Natural-language object grounding data:
--*--
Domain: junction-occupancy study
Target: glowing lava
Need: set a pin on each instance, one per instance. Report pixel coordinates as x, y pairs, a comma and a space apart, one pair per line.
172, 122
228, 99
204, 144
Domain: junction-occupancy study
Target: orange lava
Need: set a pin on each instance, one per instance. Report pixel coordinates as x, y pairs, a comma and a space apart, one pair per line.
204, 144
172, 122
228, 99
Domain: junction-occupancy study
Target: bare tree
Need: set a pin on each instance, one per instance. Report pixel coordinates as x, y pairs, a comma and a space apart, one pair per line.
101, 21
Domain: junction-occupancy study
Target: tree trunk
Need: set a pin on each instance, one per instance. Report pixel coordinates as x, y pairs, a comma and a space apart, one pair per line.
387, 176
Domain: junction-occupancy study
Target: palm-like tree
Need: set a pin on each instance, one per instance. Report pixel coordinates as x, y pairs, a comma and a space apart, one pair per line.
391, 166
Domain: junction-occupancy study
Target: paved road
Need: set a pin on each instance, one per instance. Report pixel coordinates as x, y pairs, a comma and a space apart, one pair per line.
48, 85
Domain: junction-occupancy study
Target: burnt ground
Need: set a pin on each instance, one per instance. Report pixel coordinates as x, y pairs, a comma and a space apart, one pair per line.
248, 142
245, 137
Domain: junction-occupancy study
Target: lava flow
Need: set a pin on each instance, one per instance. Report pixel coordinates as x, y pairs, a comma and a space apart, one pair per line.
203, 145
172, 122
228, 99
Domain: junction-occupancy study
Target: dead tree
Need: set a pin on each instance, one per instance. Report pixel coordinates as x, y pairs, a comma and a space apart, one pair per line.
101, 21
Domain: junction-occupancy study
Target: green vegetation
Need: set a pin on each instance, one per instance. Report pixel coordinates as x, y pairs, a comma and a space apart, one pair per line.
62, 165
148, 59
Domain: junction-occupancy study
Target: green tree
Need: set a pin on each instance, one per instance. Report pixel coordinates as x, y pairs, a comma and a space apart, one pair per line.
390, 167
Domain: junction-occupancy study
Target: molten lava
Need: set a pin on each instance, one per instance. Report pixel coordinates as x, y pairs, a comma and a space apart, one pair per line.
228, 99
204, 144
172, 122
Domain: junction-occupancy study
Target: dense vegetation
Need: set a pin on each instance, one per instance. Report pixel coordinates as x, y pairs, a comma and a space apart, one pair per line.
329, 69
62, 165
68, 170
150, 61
--*--
## [Work to be completed]
Set down exactly what runs from the line with "Target: burnt ground" to the last line of the data above, including both of those lines and no others.

## [Exercise solution]
Target: burnt ground
Need: set a pin on each instance, one per instance. Report pixel coordinates as x, y pairs, a comma and a space apart, one pair per line.
248, 142
245, 137
Domain: junction-occupancy study
Target: lava flow
Need: set a pin on each instance, one per instance. Report pixel coordinates as x, y pairs, a comma and a space apart, one pair per line.
203, 145
172, 122
228, 99
Domain: junction-occupancy study
Target: dead tree
Need: set a pin on each instance, one per instance. Report pixel coordinates as x, y pairs, a comma and a space apart, one pair per line.
101, 21
Domain: junction-occupancy study
Target: green vegetation
Need: set a pin on each instance, one per instance. Report pixel coordinates as x, y pairs, a comma and a space apart, one pair per line.
62, 165
148, 59
Domain: junction-occupancy study
Target: green tree
Need: set a pin on each instance, one per instance. Report pixel coordinates as x, y pairs, a comma and a space apart, one pair per line.
390, 167
Domain: junction-occupancy study
Target: molten lava
Need: set a pin on each instance, one per instance. Report pixel coordinates as x, y pairs, a comma and a space apart, one pair per line.
228, 99
204, 144
172, 122
Domain: junction-occupancy study
Target: dense vegetation
Need: set a pin on each instance, one per instance. Report pixel coordinates as x, y pairs, a comma and a space apart, one pair per line.
329, 69
62, 165
68, 170
150, 61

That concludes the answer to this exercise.